▸ Dataset excerpts:
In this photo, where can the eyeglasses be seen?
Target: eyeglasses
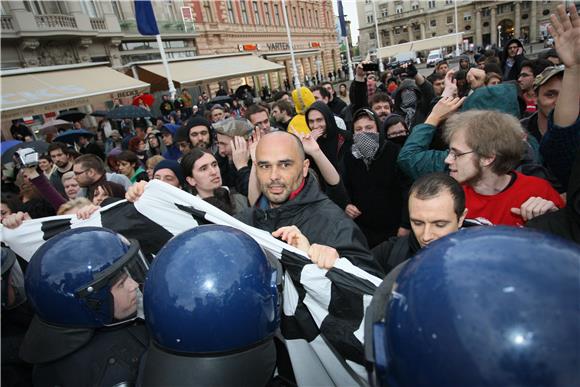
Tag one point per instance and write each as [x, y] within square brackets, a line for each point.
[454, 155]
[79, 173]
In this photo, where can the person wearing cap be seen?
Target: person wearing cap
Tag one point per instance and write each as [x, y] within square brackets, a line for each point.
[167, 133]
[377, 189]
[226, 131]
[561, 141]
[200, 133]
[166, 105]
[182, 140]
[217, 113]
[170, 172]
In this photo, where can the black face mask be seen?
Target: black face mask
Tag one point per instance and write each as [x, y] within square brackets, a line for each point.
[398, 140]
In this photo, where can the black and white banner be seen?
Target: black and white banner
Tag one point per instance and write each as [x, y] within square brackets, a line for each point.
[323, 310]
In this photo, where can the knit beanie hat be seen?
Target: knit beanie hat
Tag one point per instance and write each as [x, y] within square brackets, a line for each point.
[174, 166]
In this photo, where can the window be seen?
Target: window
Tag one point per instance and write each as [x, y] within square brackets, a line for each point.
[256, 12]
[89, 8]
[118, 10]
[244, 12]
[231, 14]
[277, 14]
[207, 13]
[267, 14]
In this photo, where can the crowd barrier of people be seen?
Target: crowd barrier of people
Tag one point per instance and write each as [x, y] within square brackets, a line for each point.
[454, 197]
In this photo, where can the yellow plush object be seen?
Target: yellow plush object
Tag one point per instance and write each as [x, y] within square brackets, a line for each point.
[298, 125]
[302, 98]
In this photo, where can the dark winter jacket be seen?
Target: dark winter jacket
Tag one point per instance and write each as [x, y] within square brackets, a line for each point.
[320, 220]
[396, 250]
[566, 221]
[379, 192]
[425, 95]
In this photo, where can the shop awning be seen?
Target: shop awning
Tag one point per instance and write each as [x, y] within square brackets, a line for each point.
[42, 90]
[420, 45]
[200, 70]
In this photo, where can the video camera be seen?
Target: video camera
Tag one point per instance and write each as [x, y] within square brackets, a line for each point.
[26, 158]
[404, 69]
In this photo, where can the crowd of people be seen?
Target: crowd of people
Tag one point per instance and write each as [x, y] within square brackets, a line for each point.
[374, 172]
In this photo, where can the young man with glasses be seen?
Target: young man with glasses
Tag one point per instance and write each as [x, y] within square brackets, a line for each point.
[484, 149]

* * *

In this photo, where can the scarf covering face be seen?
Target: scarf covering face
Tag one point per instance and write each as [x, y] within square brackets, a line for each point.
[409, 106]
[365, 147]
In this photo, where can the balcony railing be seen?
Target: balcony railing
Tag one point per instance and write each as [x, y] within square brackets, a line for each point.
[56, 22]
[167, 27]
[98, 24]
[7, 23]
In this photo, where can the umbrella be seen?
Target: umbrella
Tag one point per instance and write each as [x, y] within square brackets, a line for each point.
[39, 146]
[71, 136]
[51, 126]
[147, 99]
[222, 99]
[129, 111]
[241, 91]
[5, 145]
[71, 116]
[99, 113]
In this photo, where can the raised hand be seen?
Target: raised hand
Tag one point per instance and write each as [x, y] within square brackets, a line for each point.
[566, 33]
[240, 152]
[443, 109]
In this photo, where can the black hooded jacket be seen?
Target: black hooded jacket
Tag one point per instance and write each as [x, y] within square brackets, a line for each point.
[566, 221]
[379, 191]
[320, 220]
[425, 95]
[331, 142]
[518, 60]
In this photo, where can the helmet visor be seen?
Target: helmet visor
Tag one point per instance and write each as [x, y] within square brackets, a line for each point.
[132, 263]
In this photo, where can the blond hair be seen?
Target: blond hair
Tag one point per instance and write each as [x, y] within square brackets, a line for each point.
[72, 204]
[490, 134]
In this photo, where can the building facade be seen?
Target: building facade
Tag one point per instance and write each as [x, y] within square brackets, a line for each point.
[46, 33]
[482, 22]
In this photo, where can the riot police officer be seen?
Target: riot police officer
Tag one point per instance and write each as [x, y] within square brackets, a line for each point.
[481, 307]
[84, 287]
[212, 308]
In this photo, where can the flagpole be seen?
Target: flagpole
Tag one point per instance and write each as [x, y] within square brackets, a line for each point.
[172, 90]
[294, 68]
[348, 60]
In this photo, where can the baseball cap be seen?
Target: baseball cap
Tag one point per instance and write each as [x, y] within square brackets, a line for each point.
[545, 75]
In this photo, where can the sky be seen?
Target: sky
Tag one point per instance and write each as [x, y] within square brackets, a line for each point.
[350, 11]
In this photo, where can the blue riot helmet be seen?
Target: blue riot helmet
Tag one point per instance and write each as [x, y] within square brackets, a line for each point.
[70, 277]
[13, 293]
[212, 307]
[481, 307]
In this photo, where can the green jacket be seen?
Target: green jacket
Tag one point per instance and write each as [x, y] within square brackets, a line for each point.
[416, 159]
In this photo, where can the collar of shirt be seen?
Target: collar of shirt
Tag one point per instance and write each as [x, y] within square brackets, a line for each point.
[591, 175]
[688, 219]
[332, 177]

▸ Required work: What you give back must be the stretch above, starting at the line with "Target: raised hand" and ending at the line with "Target: collar of shirt", copied exactly.

▸ Output:
Target: raised hand
Tag one point per instance and write each as [x, y] within square brackets, a line for each point.
[566, 33]
[240, 152]
[443, 109]
In this photo, where can the black hooded jacket be seen?
Target: black hooded jacket
Tag one point per instance and write each as [x, y] within square brackets, a line for each point.
[566, 221]
[379, 191]
[320, 220]
[425, 95]
[331, 142]
[518, 60]
In this photo, where can the helmet visor be seen?
Target: helmet visor
Tag one point per instance and write each as [x, y] within square brackets, a line for each point.
[132, 263]
In this photo, where can the blond hair be seen?
Target: blond hair
Tag one point per instance and write each as [x, y] within square brackets, a line for each point.
[72, 204]
[490, 134]
In this photo, where can the building facade be seen?
Target: building facade
Tag one point per instance and write each as [x, y] within square brackets, a line for each point.
[46, 33]
[482, 22]
In this photo, where can the riot police officer be seen?
Target: riot police officer
Tag one point per instance and write each as [x, y] within square brackets, a line for each point.
[481, 307]
[84, 287]
[212, 308]
In this photo, where can the flagpole be seen?
Target: flagpole
Tag one point per instance and write each as [x, y] within square brackets, a line for each point.
[172, 90]
[294, 68]
[348, 60]
In this photo, where can the baseball cap be seen?
Target: baseball cap
Tag one point per instance and write each as [x, y] within square brackets, a line for each point.
[545, 75]
In this photo, where can the sky be seen?
Target: sky
Tag one point per instance and write each as [x, y] within square brackets, a line for each point.
[350, 11]
In this photo, where can the blue riot helmet be seen?
Target: blue riot helmet
Tag one point per instance and write each as [x, y] within square brackets, a line for each point.
[70, 277]
[13, 293]
[212, 307]
[481, 307]
In this photo, where can the green jacket be seen?
Target: green jacket
Tag one point per instance and write each as [x, y] within square brackets, a line for each point.
[416, 159]
In this photo, where can the collar of shirt be seen?
Target: collar of shirt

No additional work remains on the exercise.